Task to carry out
Please list every line of the records below that contains the word "shaggy".

[Start Records to use]

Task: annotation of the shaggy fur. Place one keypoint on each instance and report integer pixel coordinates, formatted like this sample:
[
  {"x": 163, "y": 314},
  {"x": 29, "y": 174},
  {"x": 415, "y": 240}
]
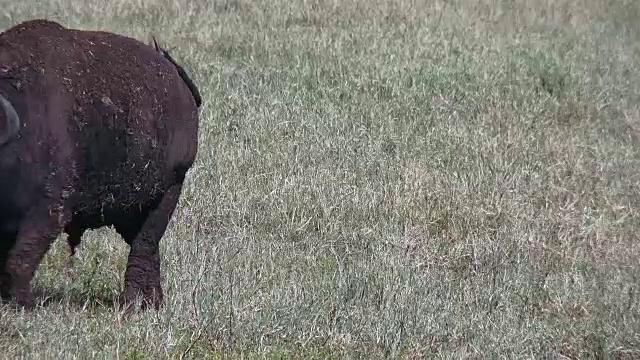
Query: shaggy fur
[{"x": 108, "y": 131}]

[End Records to use]

Correct output
Task: annotation of the shaggy fur. Place one keypoint on each instance and report integer pixel coordinates, formatted like this sample:
Query: shaggy fur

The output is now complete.